The ability of a system or component to operate independently, without requiring continuous control or intervention from external entities.
An autonomous decentralized system is a decentralized system composed of modules or components that are designed to operate independently but are capable of interacting with each other to meet the overall goal of the system.
In software and systems architecture, autonomy means a component can function, be deployed, and evolve on its own — for example, a microservice that owns its data and lifecycle, or a subsystem that operates even when other parts of the system are unavailable.
Autonomy vs. Autonomicity
Autonomy describes a system’s ability to operate independently — it does not need others to function. Autonomicity is a closely related but distinct concept from autonomic computing that emphasizes self-management: a system that automatically adapts its own behavior without human intervention.
Autonomic computing […] creates systems that can manage themselves when given high-level objectives from administrators. […] These ideas are not science fiction, but elements of the grand challenge to create self-managing computing systems.
Kephart, J.O. and Chess, D.M. (2003). The Vision of Autonomic Computing. IEEE Computer, 36(1), pp. 41-50. DOI: 10.1109/MC.2003.1160055
Kephart and Chess identify four key self-* properties of autonomic systems:
Self-Configuring
Automatic discovery of the environment and dynamic adjustment of parameters at runtime. A self-configuring system adapts to changing conditions — such as new components joining, resources becoming available, or workload patterns shifting — without requiring manual intervention. Related qualities: configurability, adaptability.
Self-Healing
Automatic detection, diagnosis, and recovery from failures. A self-healing system monitors its own health, identifies faults, and takes corrective action (e.g., restarting failed components, rerouting traffic, restoring state from checkpoints) without human intervention. Related qualities: recoverability, fault-tolerance, resilience.

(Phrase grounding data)
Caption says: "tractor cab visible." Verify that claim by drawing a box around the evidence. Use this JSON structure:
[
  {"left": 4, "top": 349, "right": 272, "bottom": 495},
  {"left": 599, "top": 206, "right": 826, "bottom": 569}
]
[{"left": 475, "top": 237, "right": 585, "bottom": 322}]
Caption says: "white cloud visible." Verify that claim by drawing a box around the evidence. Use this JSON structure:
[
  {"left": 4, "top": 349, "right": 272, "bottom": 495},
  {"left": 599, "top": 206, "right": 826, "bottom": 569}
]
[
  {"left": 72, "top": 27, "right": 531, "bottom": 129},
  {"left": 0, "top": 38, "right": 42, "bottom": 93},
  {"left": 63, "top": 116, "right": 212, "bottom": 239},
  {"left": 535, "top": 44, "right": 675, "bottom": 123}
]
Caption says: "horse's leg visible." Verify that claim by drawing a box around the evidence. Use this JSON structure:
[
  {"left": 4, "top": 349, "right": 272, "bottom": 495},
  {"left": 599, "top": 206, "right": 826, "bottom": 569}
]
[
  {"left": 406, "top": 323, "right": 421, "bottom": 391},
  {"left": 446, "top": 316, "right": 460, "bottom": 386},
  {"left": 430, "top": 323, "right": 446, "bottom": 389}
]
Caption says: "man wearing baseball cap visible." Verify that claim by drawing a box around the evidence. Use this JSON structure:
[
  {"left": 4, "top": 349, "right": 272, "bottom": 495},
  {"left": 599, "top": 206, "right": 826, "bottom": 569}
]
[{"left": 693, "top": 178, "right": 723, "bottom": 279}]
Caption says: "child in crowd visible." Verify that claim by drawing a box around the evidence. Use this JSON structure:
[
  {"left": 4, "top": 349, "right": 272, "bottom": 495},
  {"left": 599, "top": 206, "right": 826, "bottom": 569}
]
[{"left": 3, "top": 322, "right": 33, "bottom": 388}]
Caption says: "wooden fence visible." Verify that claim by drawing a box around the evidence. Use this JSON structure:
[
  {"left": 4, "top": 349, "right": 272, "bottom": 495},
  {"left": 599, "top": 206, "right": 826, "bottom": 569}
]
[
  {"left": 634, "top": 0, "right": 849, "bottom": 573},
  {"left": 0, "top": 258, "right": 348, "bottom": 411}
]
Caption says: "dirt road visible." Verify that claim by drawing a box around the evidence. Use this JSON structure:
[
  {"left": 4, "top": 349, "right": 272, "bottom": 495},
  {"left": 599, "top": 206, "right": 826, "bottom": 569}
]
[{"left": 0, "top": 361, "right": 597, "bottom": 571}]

:: Your tasks ::
a: Duplicate the stretch of the text on system autonomy from "Kephart, J.O. and" through "recoverability, fault-tolerance, resilience.".
b: Write the next part of the text on system autonomy, picking up right after its last sentence.
This data is separate from the text on system autonomy.

:: Task-by-task outputs ::
a:
Kephart, J.O. and Chess, D.M. (2003). The Vision of Autonomic Computing. IEEE Computer, 36(1), pp. 41-50. DOI: 10.1109/MC.2003.1160055
Kephart and Chess identify four key self-* properties of autonomic systems:
Self-Configuring
Automatic discovery of the environment and dynamic adjustment of parameters at runtime. A self-configuring system adapts to changing conditions — such as new components joining, resources becoming available, or workload patterns shifting — without requiring manual intervention. Related qualities: configurability, adaptability.
Self-Healing
Automatic detection, diagnosis, and recovery from failures. A self-healing system monitors its own health, identifies faults, and takes corrective action (e.g., restarting failed components, rerouting traffic, restoring state from checkpoints) without human intervention. Related qualities: recoverability, fault-tolerance, resilience.

b:
Self-Optimizing
Continuous performance improvement through runtime adaptation to changing workloads. A self-optimizing system monitors its own performance and resource usage, identifies inefficiencies, and adjusts its behavior — such as reallocating resources, tuning cache sizes, or rebalancing load — to improve throughput, latency, or resource utilization. Related qualities: performance, resource-utilization, energy-proportionality.
Self-Protecting
Autonomous security response combining proactive defense with reactive containment. A self-protecting system detects threats, takes defensive measures (e.g., blocking suspicious traffic, isolating compromised components, revoking credentials), and adapts its security posture based on observed attack patterns. Related qualities: security, resistance, resilience.
A system can be autonomous without being autonomic (e.g., an independent service that still needs manual configuration), and a system can be autonomic without being fully autonomous (e.g., a self-healing component that depends on external services).
For this quality model, autonomicity is treated as an alias of autonomy.